_DIRECTION_
Display each line of the material below that includes the word "purple".

_RECORDS TO USE_
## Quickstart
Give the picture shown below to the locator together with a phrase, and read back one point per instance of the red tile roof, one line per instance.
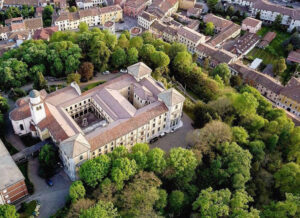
(44, 33)
(294, 57)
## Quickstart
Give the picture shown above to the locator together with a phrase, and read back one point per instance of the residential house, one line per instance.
(294, 57)
(12, 181)
(190, 38)
(267, 39)
(252, 25)
(45, 33)
(225, 34)
(220, 23)
(163, 8)
(289, 97)
(146, 19)
(85, 4)
(194, 12)
(265, 84)
(92, 17)
(216, 56)
(244, 44)
(130, 109)
(133, 8)
(186, 4)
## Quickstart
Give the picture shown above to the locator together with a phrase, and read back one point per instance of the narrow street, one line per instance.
(51, 198)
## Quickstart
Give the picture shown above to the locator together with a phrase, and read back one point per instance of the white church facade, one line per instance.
(133, 108)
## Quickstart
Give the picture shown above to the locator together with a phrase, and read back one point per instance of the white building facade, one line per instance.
(130, 109)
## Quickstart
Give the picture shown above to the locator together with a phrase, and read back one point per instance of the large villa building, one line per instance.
(133, 108)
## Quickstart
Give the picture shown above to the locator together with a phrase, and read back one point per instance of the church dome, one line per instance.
(34, 94)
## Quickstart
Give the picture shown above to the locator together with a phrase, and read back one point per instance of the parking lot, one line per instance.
(175, 139)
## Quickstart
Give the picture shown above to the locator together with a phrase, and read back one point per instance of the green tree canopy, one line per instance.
(8, 211)
(76, 191)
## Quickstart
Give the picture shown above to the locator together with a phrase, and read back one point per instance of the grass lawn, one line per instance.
(92, 85)
(276, 44)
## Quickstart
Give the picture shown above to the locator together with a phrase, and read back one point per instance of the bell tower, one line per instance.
(37, 107)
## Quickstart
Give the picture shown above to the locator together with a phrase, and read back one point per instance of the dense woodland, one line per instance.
(244, 157)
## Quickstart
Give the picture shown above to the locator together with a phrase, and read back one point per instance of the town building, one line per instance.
(186, 4)
(269, 11)
(157, 28)
(163, 8)
(190, 38)
(18, 29)
(266, 85)
(92, 17)
(45, 33)
(86, 4)
(133, 8)
(289, 97)
(12, 181)
(110, 25)
(133, 108)
(145, 20)
(294, 57)
(215, 56)
(194, 12)
(225, 34)
(267, 39)
(244, 44)
(220, 23)
(62, 4)
(252, 25)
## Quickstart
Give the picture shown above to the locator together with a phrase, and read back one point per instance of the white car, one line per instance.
(106, 72)
(123, 70)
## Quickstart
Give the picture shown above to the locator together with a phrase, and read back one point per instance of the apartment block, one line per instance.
(92, 17)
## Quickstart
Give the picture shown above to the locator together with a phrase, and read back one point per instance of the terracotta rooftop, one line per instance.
(268, 38)
(225, 34)
(244, 43)
(292, 90)
(147, 16)
(251, 75)
(249, 21)
(294, 57)
(22, 2)
(122, 127)
(190, 34)
(44, 33)
(218, 22)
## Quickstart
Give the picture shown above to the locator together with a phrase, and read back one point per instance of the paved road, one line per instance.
(177, 138)
(51, 198)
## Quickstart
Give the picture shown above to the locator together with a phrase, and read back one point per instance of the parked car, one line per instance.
(153, 140)
(123, 71)
(189, 147)
(162, 134)
(106, 72)
(49, 182)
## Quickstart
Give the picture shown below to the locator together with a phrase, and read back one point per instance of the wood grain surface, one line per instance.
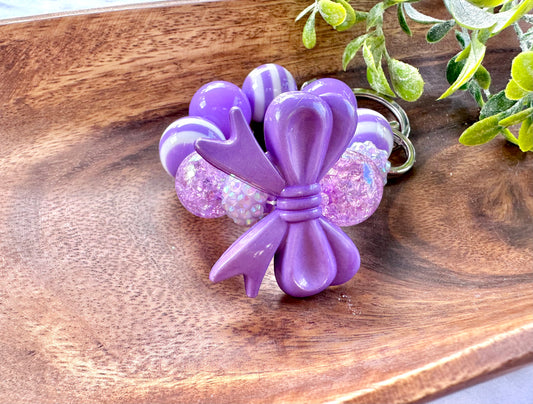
(104, 290)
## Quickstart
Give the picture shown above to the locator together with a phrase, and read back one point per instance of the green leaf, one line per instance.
(375, 16)
(482, 76)
(475, 57)
(439, 31)
(351, 50)
(495, 105)
(522, 70)
(513, 91)
(525, 135)
(481, 132)
(472, 17)
(375, 74)
(516, 118)
(304, 12)
(402, 21)
(462, 38)
(333, 13)
(406, 80)
(417, 16)
(309, 33)
(350, 19)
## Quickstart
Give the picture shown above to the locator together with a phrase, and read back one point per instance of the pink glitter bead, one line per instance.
(352, 189)
(199, 185)
(242, 202)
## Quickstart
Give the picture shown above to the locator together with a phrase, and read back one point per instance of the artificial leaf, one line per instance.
(495, 105)
(473, 61)
(375, 74)
(309, 33)
(304, 12)
(375, 16)
(406, 80)
(350, 19)
(417, 16)
(522, 70)
(439, 31)
(481, 132)
(351, 50)
(513, 91)
(516, 118)
(482, 76)
(525, 135)
(333, 13)
(463, 38)
(402, 21)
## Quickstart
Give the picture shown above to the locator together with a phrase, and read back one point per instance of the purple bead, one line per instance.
(352, 189)
(214, 100)
(242, 202)
(374, 127)
(329, 85)
(199, 185)
(177, 141)
(265, 83)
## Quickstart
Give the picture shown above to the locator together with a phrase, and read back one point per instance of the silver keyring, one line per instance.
(403, 141)
(391, 105)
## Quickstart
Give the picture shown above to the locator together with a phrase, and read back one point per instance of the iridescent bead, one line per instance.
(353, 188)
(373, 126)
(214, 100)
(242, 202)
(265, 83)
(199, 185)
(177, 141)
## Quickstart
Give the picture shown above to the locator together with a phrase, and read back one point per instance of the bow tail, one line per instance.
(305, 263)
(345, 251)
(251, 253)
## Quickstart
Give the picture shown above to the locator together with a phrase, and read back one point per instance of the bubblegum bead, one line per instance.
(214, 100)
(242, 202)
(177, 141)
(330, 85)
(265, 83)
(199, 185)
(352, 189)
(374, 127)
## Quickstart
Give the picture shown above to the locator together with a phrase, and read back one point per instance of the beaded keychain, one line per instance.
(325, 166)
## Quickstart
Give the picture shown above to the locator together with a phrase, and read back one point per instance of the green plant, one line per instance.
(475, 23)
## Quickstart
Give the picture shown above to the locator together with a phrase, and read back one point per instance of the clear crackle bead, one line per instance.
(199, 185)
(242, 202)
(352, 189)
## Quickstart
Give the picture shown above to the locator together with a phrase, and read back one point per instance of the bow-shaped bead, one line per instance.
(305, 134)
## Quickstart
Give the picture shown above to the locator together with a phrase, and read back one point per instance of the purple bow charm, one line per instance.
(305, 134)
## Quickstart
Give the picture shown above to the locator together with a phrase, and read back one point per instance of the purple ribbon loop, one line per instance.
(304, 134)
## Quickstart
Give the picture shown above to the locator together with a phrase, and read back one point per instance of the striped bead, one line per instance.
(214, 100)
(265, 83)
(177, 141)
(373, 126)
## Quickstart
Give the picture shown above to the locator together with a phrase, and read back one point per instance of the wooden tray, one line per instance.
(104, 290)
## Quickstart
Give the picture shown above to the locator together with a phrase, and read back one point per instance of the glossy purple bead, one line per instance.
(242, 202)
(330, 85)
(374, 127)
(265, 83)
(177, 141)
(214, 100)
(353, 188)
(199, 186)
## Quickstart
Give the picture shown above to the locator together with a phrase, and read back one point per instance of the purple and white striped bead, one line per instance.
(265, 83)
(177, 141)
(373, 126)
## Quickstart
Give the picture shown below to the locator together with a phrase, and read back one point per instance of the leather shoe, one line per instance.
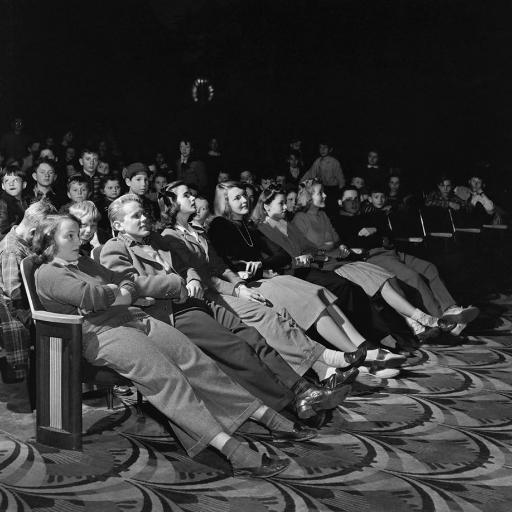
(270, 466)
(299, 433)
(331, 394)
(356, 358)
(340, 378)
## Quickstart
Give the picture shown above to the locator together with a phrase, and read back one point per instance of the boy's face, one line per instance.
(476, 184)
(222, 177)
(293, 161)
(373, 158)
(112, 189)
(138, 184)
(88, 228)
(324, 150)
(185, 149)
(34, 148)
(202, 211)
(291, 201)
(133, 221)
(70, 154)
(378, 199)
(246, 177)
(159, 183)
(350, 201)
(394, 184)
(89, 162)
(13, 185)
(357, 182)
(265, 183)
(103, 168)
(44, 175)
(445, 187)
(78, 192)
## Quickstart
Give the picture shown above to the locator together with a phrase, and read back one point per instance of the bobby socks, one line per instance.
(334, 358)
(239, 455)
(424, 319)
(275, 421)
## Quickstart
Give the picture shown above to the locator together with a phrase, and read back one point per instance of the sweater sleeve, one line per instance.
(64, 285)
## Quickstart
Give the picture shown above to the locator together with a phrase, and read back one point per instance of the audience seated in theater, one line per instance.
(205, 407)
(89, 163)
(13, 144)
(291, 203)
(136, 178)
(444, 197)
(88, 216)
(481, 208)
(110, 189)
(214, 159)
(398, 199)
(227, 288)
(77, 191)
(31, 155)
(239, 350)
(191, 170)
(159, 181)
(44, 175)
(370, 232)
(200, 221)
(12, 202)
(373, 172)
(15, 311)
(243, 248)
(295, 169)
(314, 224)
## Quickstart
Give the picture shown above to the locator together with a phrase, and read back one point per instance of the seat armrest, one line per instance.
(46, 316)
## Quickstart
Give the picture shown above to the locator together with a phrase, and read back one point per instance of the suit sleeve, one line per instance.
(115, 256)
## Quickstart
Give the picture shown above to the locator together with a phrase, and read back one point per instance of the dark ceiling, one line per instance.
(427, 81)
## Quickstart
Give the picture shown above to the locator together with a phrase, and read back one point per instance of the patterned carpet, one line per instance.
(438, 439)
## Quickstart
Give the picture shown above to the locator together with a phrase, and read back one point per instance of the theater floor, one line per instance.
(437, 439)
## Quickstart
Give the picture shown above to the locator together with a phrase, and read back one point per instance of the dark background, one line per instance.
(427, 82)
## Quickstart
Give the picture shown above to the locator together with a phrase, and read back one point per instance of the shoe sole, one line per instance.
(464, 317)
(428, 334)
(247, 473)
(337, 398)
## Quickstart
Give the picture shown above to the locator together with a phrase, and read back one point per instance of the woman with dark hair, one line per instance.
(241, 247)
(225, 287)
(316, 227)
(203, 404)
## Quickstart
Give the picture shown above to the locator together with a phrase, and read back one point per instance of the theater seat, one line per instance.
(60, 371)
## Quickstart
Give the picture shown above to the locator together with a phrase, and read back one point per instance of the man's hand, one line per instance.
(195, 289)
(246, 293)
(344, 251)
(183, 293)
(252, 267)
(367, 232)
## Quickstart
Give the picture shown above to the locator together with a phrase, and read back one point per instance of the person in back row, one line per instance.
(371, 232)
(239, 350)
(225, 287)
(204, 406)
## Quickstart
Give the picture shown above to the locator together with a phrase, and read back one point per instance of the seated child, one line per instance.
(12, 202)
(159, 182)
(110, 190)
(444, 197)
(78, 191)
(371, 232)
(89, 216)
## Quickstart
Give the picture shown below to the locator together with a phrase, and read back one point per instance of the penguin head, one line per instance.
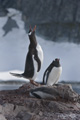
(32, 36)
(57, 62)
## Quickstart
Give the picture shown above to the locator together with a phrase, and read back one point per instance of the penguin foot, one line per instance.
(34, 83)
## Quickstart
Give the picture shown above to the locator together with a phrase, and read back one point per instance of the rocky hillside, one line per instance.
(18, 105)
(58, 20)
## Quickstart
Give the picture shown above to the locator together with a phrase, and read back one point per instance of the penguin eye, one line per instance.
(30, 33)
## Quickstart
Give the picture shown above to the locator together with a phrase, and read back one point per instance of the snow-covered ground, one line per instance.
(14, 47)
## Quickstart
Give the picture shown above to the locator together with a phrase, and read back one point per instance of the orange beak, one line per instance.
(34, 28)
(30, 28)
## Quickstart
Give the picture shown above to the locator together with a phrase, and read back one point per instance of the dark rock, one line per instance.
(56, 20)
(18, 105)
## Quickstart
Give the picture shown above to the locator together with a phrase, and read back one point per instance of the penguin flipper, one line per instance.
(16, 74)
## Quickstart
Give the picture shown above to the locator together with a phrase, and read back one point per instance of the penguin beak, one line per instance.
(34, 28)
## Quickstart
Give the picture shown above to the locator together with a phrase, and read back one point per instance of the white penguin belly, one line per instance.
(54, 75)
(40, 53)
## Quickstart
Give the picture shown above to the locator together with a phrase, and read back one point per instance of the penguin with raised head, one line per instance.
(34, 59)
(52, 73)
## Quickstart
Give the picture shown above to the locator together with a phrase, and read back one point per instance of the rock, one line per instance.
(56, 92)
(57, 20)
(2, 117)
(10, 24)
(18, 105)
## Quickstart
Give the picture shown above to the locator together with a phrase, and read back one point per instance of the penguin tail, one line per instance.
(16, 74)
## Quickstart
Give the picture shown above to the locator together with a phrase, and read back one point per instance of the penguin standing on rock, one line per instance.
(52, 73)
(34, 59)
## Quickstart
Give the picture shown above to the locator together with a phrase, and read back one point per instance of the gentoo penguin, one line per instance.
(44, 92)
(52, 73)
(34, 59)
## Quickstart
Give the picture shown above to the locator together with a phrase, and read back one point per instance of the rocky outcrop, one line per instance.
(58, 20)
(18, 105)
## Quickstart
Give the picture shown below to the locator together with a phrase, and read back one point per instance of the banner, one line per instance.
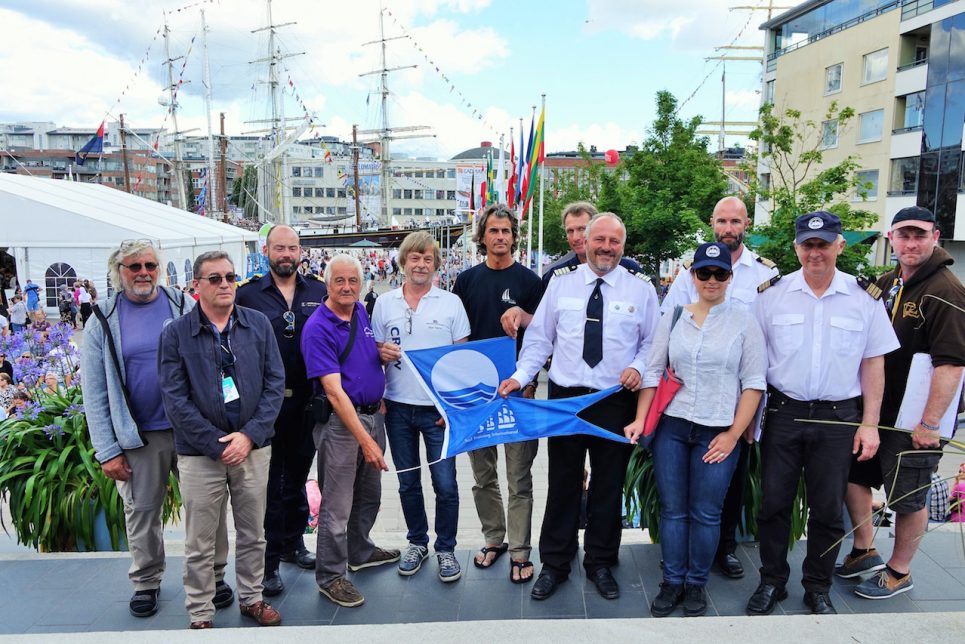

_TASK RESULT_
Give the picture shown above to the locator together with a phrase, and read back one point per instance of the purple bead, one line per instance.
Give the picture shown above to the locator together with a phrase, and read back one point per instance of the purple bow charm, one line per instance.
Give the picture shown above to the locator together with a phrase, and read back one point per instance of the purple ribbon loop, one line per instance.
Give the picture shown above to the locator together with a phrase, and read back one point per instance of the glossy purple bead, one line per instance.
Give the picture shown above to the locator together with a phrase, and read back one point per instance of the purple and white striped bead, one line per instance.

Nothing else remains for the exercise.